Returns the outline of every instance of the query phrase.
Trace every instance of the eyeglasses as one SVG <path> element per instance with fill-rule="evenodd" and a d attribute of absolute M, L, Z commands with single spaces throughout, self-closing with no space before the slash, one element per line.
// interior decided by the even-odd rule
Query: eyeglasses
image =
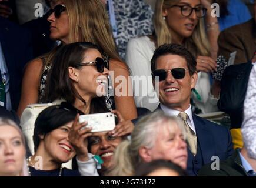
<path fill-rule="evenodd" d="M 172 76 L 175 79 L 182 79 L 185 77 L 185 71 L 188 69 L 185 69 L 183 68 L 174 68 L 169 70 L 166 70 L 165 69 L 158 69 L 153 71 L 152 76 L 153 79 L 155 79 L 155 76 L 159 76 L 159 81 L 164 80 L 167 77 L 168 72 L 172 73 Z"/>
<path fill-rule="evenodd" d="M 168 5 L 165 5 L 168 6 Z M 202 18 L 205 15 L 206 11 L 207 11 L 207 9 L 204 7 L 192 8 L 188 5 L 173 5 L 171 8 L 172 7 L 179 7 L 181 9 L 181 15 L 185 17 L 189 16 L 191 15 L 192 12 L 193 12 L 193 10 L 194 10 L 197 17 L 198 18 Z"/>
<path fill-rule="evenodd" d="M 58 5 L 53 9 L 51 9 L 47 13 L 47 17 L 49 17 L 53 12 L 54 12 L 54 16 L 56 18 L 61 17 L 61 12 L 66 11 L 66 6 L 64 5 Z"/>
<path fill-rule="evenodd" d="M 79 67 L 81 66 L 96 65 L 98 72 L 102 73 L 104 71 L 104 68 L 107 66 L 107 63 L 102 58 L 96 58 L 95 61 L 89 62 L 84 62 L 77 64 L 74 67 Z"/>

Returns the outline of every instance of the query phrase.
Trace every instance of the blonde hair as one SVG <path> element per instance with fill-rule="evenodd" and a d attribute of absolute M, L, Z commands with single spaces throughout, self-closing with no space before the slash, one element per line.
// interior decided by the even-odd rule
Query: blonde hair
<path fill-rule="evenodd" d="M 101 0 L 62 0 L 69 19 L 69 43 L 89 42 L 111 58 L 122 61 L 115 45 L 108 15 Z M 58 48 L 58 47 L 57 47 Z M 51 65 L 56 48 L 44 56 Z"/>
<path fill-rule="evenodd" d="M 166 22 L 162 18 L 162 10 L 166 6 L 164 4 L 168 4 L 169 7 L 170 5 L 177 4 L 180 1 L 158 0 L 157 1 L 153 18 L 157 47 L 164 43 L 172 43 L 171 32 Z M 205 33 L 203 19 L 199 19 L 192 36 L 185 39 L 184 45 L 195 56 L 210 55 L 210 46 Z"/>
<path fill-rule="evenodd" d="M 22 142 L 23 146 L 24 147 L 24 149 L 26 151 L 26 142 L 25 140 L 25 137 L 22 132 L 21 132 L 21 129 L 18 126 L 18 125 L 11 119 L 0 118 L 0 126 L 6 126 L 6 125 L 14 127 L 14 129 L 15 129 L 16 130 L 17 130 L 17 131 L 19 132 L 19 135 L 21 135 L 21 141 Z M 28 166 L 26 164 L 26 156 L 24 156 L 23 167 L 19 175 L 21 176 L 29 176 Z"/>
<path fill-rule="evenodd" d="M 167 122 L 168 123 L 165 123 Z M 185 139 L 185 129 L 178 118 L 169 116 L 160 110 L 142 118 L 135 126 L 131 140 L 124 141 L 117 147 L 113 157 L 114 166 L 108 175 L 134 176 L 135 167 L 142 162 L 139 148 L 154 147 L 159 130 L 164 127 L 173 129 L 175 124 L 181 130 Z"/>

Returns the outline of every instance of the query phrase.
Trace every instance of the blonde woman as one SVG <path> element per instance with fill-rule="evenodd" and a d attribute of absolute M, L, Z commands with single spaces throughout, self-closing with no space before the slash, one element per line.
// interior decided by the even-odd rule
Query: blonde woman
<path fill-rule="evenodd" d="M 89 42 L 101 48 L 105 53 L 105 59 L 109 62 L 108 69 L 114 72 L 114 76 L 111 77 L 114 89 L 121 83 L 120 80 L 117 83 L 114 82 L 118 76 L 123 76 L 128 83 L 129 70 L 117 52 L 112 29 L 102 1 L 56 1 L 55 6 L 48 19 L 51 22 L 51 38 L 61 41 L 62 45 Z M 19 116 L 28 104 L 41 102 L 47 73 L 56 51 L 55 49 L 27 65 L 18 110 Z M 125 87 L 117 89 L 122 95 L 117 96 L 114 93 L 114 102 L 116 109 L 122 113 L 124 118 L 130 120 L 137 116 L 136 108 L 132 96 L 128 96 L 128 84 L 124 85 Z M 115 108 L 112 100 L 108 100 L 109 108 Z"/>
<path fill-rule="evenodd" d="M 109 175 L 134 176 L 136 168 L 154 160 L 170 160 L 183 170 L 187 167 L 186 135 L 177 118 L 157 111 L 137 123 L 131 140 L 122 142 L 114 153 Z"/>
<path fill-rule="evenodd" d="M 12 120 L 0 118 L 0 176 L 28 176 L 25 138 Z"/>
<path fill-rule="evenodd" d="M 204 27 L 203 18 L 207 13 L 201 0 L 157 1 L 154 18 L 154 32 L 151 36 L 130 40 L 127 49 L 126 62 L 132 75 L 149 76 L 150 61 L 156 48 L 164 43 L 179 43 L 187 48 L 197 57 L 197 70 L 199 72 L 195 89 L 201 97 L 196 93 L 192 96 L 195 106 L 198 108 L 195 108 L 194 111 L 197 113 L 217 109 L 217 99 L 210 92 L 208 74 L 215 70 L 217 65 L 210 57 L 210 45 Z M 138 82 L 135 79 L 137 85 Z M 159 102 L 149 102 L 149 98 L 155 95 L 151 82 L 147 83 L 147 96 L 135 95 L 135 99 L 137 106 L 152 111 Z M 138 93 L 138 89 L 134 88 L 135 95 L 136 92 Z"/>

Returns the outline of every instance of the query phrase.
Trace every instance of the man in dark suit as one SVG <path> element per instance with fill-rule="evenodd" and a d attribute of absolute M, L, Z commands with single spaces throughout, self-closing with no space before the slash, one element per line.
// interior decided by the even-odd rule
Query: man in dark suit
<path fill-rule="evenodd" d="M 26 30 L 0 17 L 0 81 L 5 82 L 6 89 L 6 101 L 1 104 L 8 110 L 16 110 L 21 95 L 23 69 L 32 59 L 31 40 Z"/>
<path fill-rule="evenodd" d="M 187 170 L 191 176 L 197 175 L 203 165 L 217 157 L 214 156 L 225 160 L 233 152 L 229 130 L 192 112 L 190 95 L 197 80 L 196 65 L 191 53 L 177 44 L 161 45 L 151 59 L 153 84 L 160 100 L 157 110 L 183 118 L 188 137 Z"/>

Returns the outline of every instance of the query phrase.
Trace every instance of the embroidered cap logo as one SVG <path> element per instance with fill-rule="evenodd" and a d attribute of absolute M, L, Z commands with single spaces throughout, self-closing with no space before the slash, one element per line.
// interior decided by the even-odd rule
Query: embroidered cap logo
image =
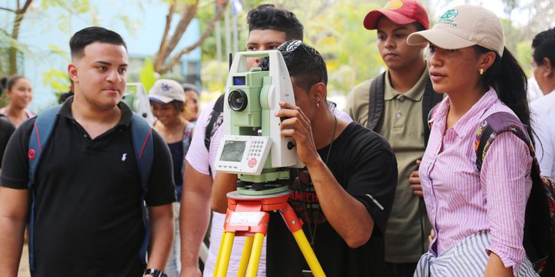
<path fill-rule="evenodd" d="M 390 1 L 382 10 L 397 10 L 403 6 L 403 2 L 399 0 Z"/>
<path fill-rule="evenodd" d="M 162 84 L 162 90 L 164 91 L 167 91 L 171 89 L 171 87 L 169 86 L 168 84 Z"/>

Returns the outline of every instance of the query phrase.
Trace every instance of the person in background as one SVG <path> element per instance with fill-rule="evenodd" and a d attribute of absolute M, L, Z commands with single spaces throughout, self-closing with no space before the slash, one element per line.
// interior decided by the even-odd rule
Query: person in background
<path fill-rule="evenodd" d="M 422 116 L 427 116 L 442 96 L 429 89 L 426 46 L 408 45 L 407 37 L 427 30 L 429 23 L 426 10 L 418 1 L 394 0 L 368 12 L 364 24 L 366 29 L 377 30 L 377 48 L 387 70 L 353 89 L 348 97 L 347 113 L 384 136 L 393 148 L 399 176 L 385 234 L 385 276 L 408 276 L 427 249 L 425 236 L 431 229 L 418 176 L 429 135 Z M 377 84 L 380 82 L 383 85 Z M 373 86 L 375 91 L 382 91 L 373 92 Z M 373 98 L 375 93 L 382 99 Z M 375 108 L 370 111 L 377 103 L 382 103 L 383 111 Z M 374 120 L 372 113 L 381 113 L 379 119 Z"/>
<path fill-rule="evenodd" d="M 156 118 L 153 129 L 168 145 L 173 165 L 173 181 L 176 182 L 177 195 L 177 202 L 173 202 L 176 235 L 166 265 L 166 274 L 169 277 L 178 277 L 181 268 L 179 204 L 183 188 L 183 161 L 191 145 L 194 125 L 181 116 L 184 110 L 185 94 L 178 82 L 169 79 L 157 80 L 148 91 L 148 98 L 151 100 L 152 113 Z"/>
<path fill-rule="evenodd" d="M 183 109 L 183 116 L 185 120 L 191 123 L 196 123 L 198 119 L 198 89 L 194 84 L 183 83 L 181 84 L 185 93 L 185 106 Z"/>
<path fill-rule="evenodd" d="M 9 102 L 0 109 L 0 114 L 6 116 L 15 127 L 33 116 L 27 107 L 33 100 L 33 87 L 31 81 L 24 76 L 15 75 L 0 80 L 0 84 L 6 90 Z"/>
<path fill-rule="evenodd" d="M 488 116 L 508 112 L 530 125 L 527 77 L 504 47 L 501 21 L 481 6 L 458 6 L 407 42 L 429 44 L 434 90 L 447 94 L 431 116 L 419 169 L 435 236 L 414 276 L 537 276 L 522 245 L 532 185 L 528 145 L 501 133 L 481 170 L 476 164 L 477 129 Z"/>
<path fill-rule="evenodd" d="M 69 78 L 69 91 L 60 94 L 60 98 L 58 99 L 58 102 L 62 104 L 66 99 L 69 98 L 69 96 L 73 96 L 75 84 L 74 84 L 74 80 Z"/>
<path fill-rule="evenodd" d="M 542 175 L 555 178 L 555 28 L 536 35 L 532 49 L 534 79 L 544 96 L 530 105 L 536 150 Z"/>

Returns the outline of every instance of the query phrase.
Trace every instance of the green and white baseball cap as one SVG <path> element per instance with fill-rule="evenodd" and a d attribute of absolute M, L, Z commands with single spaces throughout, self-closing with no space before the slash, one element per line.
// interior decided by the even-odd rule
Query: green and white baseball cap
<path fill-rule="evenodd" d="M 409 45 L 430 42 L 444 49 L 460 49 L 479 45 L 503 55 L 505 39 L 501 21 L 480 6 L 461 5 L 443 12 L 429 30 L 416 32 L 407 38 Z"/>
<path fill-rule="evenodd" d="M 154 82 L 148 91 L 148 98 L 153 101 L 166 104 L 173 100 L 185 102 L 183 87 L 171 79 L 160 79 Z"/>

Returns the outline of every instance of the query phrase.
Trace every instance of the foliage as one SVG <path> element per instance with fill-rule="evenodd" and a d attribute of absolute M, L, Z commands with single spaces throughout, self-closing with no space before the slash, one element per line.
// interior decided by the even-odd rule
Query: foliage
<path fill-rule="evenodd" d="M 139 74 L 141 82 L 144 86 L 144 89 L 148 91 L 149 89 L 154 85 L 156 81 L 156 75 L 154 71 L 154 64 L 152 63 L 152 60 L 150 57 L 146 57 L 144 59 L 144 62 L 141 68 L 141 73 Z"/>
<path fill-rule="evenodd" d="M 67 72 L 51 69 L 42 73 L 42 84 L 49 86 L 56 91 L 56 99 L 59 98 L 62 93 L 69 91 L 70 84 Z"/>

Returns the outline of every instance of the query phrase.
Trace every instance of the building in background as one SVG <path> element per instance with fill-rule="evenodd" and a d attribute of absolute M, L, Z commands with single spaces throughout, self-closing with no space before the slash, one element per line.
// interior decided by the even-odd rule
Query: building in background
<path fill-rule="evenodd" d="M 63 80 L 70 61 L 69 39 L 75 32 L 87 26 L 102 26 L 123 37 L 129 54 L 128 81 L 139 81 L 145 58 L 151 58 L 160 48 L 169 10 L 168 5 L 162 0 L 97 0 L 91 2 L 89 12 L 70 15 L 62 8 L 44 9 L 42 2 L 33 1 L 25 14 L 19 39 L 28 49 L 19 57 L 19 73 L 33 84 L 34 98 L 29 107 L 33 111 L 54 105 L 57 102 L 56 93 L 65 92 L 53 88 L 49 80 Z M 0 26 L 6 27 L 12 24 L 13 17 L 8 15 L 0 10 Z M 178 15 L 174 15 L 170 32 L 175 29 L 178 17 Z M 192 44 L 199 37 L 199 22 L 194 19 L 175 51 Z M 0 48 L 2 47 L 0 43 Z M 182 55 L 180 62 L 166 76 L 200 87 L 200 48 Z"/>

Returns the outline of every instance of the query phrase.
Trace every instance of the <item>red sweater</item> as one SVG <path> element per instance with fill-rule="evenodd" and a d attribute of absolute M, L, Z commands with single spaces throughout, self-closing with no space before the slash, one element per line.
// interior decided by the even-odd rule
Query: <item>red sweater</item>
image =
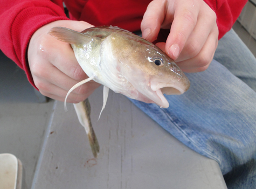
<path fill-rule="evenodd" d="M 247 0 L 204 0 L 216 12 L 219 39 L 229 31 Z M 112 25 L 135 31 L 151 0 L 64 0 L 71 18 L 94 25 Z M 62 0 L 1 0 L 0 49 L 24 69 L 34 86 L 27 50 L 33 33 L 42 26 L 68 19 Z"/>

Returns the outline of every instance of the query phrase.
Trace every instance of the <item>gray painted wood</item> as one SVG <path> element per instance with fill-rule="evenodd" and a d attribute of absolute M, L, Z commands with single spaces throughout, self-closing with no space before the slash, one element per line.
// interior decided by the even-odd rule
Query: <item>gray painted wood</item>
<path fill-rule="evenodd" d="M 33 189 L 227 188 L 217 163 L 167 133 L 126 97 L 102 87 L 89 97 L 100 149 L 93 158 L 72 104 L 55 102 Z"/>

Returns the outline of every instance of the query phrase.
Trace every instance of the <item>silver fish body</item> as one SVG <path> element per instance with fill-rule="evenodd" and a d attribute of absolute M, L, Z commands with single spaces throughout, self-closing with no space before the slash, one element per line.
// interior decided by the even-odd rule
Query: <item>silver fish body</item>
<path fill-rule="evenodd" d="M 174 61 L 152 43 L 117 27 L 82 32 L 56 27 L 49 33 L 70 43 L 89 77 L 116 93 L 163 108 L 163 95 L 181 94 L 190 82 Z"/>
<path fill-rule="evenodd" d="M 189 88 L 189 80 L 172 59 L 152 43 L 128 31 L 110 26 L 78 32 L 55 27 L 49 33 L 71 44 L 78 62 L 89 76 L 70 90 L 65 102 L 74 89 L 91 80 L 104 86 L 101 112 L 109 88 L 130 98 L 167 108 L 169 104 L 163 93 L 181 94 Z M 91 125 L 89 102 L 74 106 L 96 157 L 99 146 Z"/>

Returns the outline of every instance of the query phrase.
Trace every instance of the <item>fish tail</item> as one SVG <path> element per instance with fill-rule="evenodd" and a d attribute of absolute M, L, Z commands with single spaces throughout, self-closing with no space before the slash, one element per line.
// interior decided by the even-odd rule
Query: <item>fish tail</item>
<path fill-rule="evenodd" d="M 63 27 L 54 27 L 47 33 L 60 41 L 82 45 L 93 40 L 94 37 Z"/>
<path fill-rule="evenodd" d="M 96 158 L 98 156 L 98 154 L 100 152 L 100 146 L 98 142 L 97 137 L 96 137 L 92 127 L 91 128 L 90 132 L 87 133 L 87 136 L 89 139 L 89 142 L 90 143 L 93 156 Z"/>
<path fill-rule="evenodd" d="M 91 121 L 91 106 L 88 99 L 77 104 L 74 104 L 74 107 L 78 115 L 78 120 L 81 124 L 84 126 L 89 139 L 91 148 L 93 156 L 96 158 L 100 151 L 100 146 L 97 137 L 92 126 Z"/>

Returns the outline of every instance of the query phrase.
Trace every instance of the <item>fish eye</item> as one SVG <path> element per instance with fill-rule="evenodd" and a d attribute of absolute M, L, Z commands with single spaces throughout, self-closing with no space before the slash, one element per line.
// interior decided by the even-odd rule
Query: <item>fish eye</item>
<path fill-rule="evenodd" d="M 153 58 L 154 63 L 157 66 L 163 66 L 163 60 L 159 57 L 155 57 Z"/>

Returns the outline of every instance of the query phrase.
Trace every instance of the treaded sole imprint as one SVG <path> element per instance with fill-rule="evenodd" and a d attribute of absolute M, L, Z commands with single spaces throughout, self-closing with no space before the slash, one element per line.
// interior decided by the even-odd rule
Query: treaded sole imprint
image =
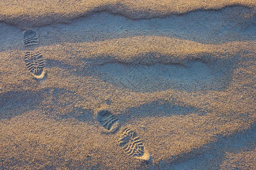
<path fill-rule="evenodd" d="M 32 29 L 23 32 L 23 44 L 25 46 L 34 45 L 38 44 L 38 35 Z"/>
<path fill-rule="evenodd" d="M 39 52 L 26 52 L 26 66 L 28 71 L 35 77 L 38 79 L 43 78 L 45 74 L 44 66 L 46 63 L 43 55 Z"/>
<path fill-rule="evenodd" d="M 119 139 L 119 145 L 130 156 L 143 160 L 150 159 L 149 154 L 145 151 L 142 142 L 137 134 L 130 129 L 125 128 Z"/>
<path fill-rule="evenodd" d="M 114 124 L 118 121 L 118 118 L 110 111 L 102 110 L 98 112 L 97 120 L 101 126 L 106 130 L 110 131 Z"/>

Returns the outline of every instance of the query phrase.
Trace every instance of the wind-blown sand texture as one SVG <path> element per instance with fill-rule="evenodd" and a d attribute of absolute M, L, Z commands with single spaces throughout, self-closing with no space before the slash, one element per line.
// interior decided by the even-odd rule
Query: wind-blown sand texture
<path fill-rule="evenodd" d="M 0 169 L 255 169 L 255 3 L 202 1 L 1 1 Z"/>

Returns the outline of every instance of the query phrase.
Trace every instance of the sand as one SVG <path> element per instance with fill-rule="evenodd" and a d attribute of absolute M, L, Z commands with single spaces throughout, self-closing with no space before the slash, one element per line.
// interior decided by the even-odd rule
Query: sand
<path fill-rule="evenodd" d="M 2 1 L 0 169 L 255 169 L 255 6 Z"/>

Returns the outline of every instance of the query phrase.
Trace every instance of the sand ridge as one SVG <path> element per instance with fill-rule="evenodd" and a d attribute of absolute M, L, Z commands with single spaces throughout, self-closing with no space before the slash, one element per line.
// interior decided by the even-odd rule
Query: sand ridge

========================================================================

**AIM:**
Reproduce the stretch of the listing from its first line through the line containing "58 5 L 53 9", copying each line exactly but leaving out the pictures.

**WRITTEN ANSWER:**
Returns the outline of every instance of the query phrase.
Trace every instance of the eyeglasses as one SVG <path> element per instance with fill-rule="evenodd" and a d attribute of absolute M, L, Z commands with single spaces throughout, self-closing with no space before the slash, one element per line.
// interior decided by the even-odd rule
Query: eyeglasses
image =
<path fill-rule="evenodd" d="M 172 76 L 175 79 L 182 79 L 185 77 L 185 71 L 188 69 L 185 69 L 183 68 L 174 68 L 169 70 L 166 70 L 165 69 L 158 69 L 153 71 L 152 76 L 153 79 L 155 79 L 155 76 L 159 76 L 159 81 L 164 80 L 167 77 L 168 72 L 172 73 Z"/>
<path fill-rule="evenodd" d="M 168 5 L 165 5 L 168 6 Z M 202 18 L 205 15 L 206 11 L 207 11 L 207 9 L 204 7 L 192 8 L 188 5 L 173 5 L 171 8 L 172 7 L 179 7 L 181 9 L 181 15 L 185 17 L 189 16 L 191 15 L 192 12 L 193 12 L 193 10 L 194 10 L 197 17 L 198 18 Z"/>
<path fill-rule="evenodd" d="M 58 5 L 53 9 L 51 9 L 47 13 L 47 17 L 49 17 L 53 12 L 54 12 L 54 16 L 56 18 L 61 17 L 61 12 L 66 11 L 66 6 L 64 5 Z"/>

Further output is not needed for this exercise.